#### [Direction]
What follows is a listing; restate every line of it word for word.

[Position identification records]
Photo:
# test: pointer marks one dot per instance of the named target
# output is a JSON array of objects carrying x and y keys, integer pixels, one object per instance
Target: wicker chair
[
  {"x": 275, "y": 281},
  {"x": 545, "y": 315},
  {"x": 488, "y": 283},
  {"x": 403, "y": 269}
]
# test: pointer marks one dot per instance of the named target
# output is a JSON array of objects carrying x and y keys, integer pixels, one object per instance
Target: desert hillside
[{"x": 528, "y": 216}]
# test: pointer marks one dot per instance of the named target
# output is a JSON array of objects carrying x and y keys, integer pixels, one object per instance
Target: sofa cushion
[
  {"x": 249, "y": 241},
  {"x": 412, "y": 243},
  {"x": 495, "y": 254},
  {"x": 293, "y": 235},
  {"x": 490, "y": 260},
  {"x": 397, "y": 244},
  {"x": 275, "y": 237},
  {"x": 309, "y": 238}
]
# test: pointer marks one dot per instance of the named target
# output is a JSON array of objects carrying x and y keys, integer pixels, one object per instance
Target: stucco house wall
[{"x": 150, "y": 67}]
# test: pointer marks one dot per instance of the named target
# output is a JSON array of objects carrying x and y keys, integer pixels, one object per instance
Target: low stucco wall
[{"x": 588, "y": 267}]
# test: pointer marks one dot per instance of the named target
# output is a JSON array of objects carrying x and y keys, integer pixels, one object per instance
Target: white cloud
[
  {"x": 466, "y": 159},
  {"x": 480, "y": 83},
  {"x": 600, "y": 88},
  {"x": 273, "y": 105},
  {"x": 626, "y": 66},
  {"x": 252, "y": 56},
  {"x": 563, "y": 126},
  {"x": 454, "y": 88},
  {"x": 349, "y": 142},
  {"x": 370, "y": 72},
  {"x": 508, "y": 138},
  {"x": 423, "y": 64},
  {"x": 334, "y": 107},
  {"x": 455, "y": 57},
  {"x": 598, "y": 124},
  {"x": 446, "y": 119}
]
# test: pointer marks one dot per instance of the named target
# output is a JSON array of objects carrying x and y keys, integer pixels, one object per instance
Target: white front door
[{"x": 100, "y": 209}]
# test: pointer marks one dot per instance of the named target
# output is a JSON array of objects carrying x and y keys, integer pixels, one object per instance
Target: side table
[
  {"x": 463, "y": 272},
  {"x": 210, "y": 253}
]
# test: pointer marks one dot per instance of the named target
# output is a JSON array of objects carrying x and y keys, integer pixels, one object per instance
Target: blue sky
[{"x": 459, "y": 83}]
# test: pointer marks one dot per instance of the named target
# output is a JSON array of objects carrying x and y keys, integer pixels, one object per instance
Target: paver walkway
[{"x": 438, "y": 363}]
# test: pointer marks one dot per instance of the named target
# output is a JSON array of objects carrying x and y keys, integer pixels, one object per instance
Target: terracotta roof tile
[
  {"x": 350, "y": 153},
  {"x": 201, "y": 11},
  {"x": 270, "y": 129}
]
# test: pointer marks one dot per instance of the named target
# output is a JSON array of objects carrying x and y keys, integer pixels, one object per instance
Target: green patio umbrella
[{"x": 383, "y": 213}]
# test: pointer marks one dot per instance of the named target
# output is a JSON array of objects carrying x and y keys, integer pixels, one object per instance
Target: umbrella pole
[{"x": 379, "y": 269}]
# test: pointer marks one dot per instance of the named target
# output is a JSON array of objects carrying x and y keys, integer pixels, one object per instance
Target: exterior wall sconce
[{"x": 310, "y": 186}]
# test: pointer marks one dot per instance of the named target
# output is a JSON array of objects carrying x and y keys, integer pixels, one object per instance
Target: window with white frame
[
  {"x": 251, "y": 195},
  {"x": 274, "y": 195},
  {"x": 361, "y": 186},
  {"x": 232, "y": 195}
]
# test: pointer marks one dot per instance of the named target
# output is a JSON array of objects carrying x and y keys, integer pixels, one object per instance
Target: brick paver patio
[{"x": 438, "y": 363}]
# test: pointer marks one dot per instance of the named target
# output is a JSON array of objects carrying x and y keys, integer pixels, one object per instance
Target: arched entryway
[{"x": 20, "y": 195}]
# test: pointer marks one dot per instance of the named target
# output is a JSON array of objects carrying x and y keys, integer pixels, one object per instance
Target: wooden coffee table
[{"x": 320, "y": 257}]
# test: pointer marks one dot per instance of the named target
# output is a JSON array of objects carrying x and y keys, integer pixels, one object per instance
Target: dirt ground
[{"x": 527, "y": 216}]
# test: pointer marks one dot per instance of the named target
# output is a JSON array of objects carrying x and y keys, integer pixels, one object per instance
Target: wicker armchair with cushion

#### [The solution]
Photo:
# test: pointer marks one dot per instance of the named target
# output is a JSON array of objects carrying x and y keys, integer pixels, one object per instance
Target: wicker chair
[
  {"x": 275, "y": 281},
  {"x": 545, "y": 315},
  {"x": 488, "y": 283},
  {"x": 403, "y": 269}
]
# test: pointer marks one dot per instance of the named target
# output is a JSON array of objects carrying x and y keys, integer pixels, one object per instance
Target: desert hillside
[{"x": 528, "y": 216}]
# test: pointer marks one dot per instance of the named target
# output is a JSON array of objects carrying x and y keys, integer pixels, one object per instance
Target: sofa cushion
[
  {"x": 249, "y": 241},
  {"x": 412, "y": 243},
  {"x": 495, "y": 254},
  {"x": 293, "y": 235},
  {"x": 490, "y": 260},
  {"x": 397, "y": 244},
  {"x": 275, "y": 237},
  {"x": 309, "y": 238}
]
# test: pointer marks one dot per instance of the named target
# output is a JSON array of objects carrying x and y keys, integer pixels, one object per instance
Target: stucco house wall
[{"x": 150, "y": 67}]
# test: pointer marks one dot per instance of the named target
# output is a JSON array of objects carrying x and y keys, integer pixels, one object per instance
Target: low stucco wall
[{"x": 588, "y": 267}]
# test: pointer marks one dot per instance of the named target
# output is a JSON array of objects carrying x and y keys, integer pixels, one object per instance
Target: white cloud
[
  {"x": 466, "y": 159},
  {"x": 480, "y": 83},
  {"x": 600, "y": 88},
  {"x": 273, "y": 105},
  {"x": 626, "y": 66},
  {"x": 252, "y": 56},
  {"x": 563, "y": 126},
  {"x": 454, "y": 88},
  {"x": 349, "y": 142},
  {"x": 370, "y": 72},
  {"x": 508, "y": 138},
  {"x": 423, "y": 64},
  {"x": 334, "y": 107},
  {"x": 455, "y": 57},
  {"x": 598, "y": 124},
  {"x": 446, "y": 119}
]
# test: pointer marks one dot per instance of the named target
# output is a JSON array of objects carrying x and y keys, integer pixels, one object per instance
Target: white front door
[{"x": 100, "y": 209}]
# test: pointer marks one dot per instance of the named target
# output is a JSON array of objects carrying x and y keys, integer pixels, one object per instance
Target: side table
[
  {"x": 463, "y": 272},
  {"x": 210, "y": 253}
]
# test: pointer marks one dot per instance of the named target
# output is a JSON array of objects carrying x and y keys, integer pixels, one object per instance
Target: blue sky
[{"x": 459, "y": 83}]
# test: pointer marks one dot per instance of the named target
# output is a JSON array of objects carrying x and y keys, integer pixels, one object per instance
Target: paver walkway
[{"x": 438, "y": 363}]
# test: pointer marks one dot per instance of the named target
# output is a JSON array of objects carrying x and y keys, integer pixels, one object per instance
Target: terracotta roof tile
[
  {"x": 350, "y": 153},
  {"x": 201, "y": 11},
  {"x": 270, "y": 129}
]
# test: pointer marks one dot per instance of the named target
# output is a JSON array of objects carrying x and y keys, integer pixels, one object per instance
Target: green patio umbrella
[{"x": 383, "y": 213}]
# test: pointer marks one dot per instance of the named target
# output is a JSON array of objects carrying x and y keys, integer pixels, one object per instance
Target: umbrella pole
[{"x": 379, "y": 269}]
# test: pointer marks one dot per instance of the named target
# output is a JSON array of objects carrying x and y keys, integer pixels, one object per instance
Target: exterior wall sconce
[{"x": 310, "y": 186}]
# test: pointer marks one dot per instance of the named target
# output is a JSON array of objects carrying x and y keys, integer pixels, one object per instance
Target: window with white frame
[
  {"x": 251, "y": 195},
  {"x": 274, "y": 195},
  {"x": 361, "y": 186},
  {"x": 232, "y": 195}
]
# test: pointer marks one dot per instance of the named target
# output is a JSON array of objects carrying x and y keys, integer pixels, one object per instance
Target: brick paver patio
[{"x": 438, "y": 363}]
# test: pointer marks one dot per instance of the named target
# output is a JSON array of objects carrying x and y keys, integer pixels, one object per instance
Target: arched entryway
[{"x": 20, "y": 195}]
# test: pointer marks one dot per instance of the named target
# output is a JSON array of objects carrying x and y keys, integer pixels, one object per instance
Target: wooden coffee table
[{"x": 320, "y": 257}]
# test: pointer marks one dot per instance of the named target
# output is a JSON array of objects carrying x and y keys, integer pixels, one object per instance
Target: dirt ground
[{"x": 527, "y": 216}]
# test: pointer marks one dot per instance of the named target
# output is a JSON array of objects carrying x and y keys, integer pixels, one object per instance
Target: wicker armchair with cushion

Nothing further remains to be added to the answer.